Each line that follows is to be retyped exactly.

• [Information supplied]
- - -
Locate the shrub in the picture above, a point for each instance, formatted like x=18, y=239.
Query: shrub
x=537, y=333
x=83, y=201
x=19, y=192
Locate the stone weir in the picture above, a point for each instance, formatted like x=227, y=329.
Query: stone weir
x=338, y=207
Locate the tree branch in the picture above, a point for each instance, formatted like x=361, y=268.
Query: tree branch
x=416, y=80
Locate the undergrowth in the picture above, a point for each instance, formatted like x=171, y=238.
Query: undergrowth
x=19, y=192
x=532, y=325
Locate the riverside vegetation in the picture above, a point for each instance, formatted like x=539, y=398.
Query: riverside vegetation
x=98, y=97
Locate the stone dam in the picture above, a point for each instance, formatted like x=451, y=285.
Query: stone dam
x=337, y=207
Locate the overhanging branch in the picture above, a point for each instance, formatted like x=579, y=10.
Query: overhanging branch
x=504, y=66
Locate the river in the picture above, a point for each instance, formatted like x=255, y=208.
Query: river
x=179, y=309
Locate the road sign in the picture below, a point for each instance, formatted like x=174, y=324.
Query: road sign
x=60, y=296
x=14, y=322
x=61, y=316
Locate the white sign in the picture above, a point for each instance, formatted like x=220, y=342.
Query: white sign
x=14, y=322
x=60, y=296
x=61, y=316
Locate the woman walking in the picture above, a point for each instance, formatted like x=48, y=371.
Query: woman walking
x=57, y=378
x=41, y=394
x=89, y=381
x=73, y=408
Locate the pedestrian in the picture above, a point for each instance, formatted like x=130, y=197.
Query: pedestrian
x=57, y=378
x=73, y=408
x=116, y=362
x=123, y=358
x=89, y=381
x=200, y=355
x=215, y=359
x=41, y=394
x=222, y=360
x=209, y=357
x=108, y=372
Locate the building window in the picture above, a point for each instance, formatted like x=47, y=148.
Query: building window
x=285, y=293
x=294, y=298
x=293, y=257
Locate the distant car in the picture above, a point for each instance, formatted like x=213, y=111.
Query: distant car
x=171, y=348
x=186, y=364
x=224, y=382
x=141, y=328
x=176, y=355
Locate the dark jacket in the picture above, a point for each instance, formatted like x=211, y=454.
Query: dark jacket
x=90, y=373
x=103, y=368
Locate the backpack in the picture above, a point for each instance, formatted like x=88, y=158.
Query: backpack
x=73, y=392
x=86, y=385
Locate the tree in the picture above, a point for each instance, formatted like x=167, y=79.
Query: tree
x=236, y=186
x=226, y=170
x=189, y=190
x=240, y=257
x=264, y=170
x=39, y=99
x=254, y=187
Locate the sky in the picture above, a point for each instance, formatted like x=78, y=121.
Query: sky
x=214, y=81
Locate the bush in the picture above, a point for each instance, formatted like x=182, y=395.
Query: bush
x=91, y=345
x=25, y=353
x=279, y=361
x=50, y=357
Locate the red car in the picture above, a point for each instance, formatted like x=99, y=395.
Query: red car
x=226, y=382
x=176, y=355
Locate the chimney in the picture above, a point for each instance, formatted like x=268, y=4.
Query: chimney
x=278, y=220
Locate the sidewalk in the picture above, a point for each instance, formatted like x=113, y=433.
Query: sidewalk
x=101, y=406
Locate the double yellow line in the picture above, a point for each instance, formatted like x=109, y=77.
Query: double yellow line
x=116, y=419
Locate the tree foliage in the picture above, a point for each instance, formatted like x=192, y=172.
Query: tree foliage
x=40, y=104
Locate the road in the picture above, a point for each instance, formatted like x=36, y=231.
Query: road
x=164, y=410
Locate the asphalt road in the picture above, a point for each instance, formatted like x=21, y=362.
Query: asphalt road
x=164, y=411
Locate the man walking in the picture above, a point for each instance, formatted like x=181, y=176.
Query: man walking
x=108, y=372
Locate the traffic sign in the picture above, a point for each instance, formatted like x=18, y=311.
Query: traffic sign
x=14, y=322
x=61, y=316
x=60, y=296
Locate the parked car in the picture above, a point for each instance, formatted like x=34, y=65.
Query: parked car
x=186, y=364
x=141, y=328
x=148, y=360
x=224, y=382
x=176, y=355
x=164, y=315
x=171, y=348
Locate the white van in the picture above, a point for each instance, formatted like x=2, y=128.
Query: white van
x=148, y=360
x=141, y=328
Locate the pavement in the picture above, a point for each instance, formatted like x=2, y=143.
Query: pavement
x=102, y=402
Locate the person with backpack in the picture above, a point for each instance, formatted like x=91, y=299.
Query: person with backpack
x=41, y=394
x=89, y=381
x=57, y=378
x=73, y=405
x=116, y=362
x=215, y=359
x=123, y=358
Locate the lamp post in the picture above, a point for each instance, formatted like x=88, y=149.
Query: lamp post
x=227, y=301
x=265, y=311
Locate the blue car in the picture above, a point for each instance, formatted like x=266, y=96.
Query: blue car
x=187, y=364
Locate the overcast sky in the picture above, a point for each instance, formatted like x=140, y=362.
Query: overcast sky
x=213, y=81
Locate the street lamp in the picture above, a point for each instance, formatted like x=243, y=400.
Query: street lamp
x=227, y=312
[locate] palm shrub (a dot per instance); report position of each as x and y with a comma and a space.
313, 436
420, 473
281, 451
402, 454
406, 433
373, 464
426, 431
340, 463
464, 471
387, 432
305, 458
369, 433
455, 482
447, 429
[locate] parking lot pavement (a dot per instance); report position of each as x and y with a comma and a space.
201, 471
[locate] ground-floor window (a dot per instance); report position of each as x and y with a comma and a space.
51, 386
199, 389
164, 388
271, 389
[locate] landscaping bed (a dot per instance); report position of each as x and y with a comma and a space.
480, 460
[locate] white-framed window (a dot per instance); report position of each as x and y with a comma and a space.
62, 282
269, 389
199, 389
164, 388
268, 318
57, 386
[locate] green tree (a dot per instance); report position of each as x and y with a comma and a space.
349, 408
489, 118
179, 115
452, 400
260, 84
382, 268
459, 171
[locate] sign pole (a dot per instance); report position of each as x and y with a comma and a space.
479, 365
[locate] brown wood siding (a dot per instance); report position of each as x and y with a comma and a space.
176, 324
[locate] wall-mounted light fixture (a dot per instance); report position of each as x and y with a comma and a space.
- - -
• [Result of this exercise]
Locate the shrub in the picture above, a point for each instance, formatted like x=18, y=239.
Query: shrub
x=537, y=333
x=83, y=201
x=19, y=192
Locate the stone weir in the picture above, a point for each instance, formatted like x=227, y=329.
Query: stone weir
x=338, y=207
Locate the tree branch in the picture above, a point for each instance, formatted like x=361, y=268.
Query: tree branch
x=416, y=80
Locate the undergrowth in the picture above, a point for each instance, formatted like x=171, y=238.
Query: undergrowth
x=19, y=192
x=532, y=325
Locate the riverside vegetation in the picture above, a point for each instance, formatted like x=539, y=398.
Query: riverside vegetation
x=98, y=97
Locate the stone dam in the picture above, a point for each instance, formatted like x=451, y=285.
Query: stone dam
x=337, y=207
Locate the overhanging branch in the picture above, a point for each instance, formatted like x=579, y=10.
Query: overhanging branch
x=504, y=66
Locate the river in the picture above, a point for each instance, formatted like x=255, y=208.
Query: river
x=179, y=309
Locate the road sign in the picture below, a point for each instance, formatted like x=174, y=324.
Query: road sign
x=60, y=296
x=14, y=322
x=61, y=316
Locate the white sign in the picture above, a point for each instance, formatted like x=220, y=342.
Query: white sign
x=14, y=322
x=60, y=296
x=61, y=316
Locate the woman walking in the picture above, a point for each instance, formatted like x=48, y=371.
Query: woman walking
x=57, y=378
x=41, y=394
x=89, y=381
x=73, y=408
Locate the pedestrian in the picture above, a point for each instance, formatted like x=130, y=197.
Query: pedestrian
x=57, y=378
x=73, y=408
x=116, y=362
x=123, y=358
x=89, y=381
x=200, y=355
x=215, y=359
x=41, y=394
x=222, y=360
x=209, y=357
x=108, y=372
Locate the building window in the picture above, a point for each instance, formatted like x=47, y=148.
Query: building window
x=285, y=293
x=294, y=298
x=293, y=257
Locate the distant car in the picture above, a point for each instance, formatted like x=213, y=111.
Query: distant car
x=171, y=348
x=186, y=364
x=224, y=382
x=141, y=328
x=176, y=355
Locate the dark jacket in the picture above, a point for each instance, formatted like x=211, y=454.
Query: dark jacket
x=90, y=373
x=103, y=368
Locate the backpack in the picture above, a point for each instance, formatted like x=88, y=158.
Query: backpack
x=73, y=392
x=86, y=385
Locate the tree in the picture above, a point for each instance, formatted like x=167, y=79.
Query: tree
x=236, y=186
x=226, y=170
x=189, y=190
x=240, y=257
x=264, y=170
x=39, y=99
x=254, y=187
Locate the sky in the picture above, a point for each instance, formatted like x=78, y=121.
Query: sky
x=214, y=81
Locate the bush in the picture above, a point for each instance, formatted like x=182, y=395.
Query: bush
x=91, y=345
x=25, y=353
x=279, y=361
x=50, y=357
Locate the red car in the picture above, a point for each instance, formatted like x=99, y=395.
Query: red car
x=226, y=382
x=176, y=355
Locate the chimney in the picture above, a point for each instance, formatted like x=268, y=4.
Query: chimney
x=278, y=220
Locate the sidewalk in the picture above, a point for each instance, formatted like x=113, y=433.
Query: sidewalk
x=101, y=406
Locate the double yellow line in the picture above, a point for each instance, formatted like x=109, y=77.
Query: double yellow line
x=116, y=419
Locate the tree foliage in the picture above, a point for each instance, formatted like x=192, y=172.
Query: tree foliage
x=40, y=104
Locate the road in the picture above, a point for each instance, formatted like x=36, y=231.
Query: road
x=164, y=410
Locate the asphalt road in the picture above, a point for each instance, formatted like x=21, y=362.
Query: asphalt road
x=164, y=411
Locate the man walking in the picture above, a point for each instance, formatted like x=181, y=176.
Query: man walking
x=108, y=372
Locate the traffic sign in the picture above, a point for each instance, formatted like x=18, y=311.
Query: traffic sign
x=14, y=322
x=61, y=316
x=60, y=296
Locate the parked car in the picture above, a point for each instance, formatted like x=34, y=65.
Query: parked car
x=186, y=364
x=141, y=328
x=148, y=360
x=224, y=382
x=176, y=355
x=164, y=315
x=171, y=348
Locate the white van in the picture above, a point for each instance, formatted like x=2, y=128.
Query: white van
x=148, y=360
x=141, y=328
Locate the pavement in the picture above, a point for each instance, formatted like x=2, y=143.
Query: pavement
x=102, y=402
Locate the person with backpack in the picture above, a point for each instance, formatted like x=91, y=299.
Query: person with backpack
x=41, y=394
x=89, y=381
x=57, y=378
x=73, y=405
x=116, y=362
x=215, y=359
x=123, y=358
Locate the lamp post in the picture above, a point for each instance, formatted like x=88, y=149.
Query: lamp post
x=227, y=301
x=265, y=311
Locate the blue car in the picture above, a point for each instance, formatted like x=266, y=96.
Query: blue car
x=187, y=364
Locate the overcast sky in the picture above, a point for each instance, formatted like x=140, y=362.
Query: overcast sky
x=213, y=81
Locate the street lamp in the picture above, a point for each instance, formatted like x=243, y=400.
Query: street lamp
x=227, y=312
[locate] palm shrub (a dot per instance); report position of each as x and y with a comma and a space.
313, 436
420, 473
281, 451
402, 454
406, 433
373, 464
426, 431
340, 463
464, 471
387, 432
305, 458
369, 433
455, 482
447, 429
[locate] parking lot pavement (a dot per instance); report position of each as x and y with a comma and a space.
201, 471
[locate] ground-floor window (a dot per instance); report position of each as x and y with a comma and a space.
51, 386
199, 389
164, 388
271, 389
[locate] landscaping bed (a dot per instance); report position of each as x and y with a comma and a space.
480, 460
[locate] white-framed window (a dot per instance); report position of each as x and y with a comma and a space.
62, 282
269, 389
199, 389
164, 388
268, 318
57, 386
[locate] green tree (a dot per instance); report position of each as x and y with a comma and a space.
349, 408
489, 118
179, 115
452, 400
260, 84
382, 268
459, 171
[locate] sign pole (a dot per instance); report position of each as x and y with a comma and a space.
479, 365
[locate] brown wood siding (a dot per instance); report position of each as x and y with a comma and a space.
176, 324
[locate] wall-mounted light fixture (a dot per instance); report position of each as x and y with a comma and a space.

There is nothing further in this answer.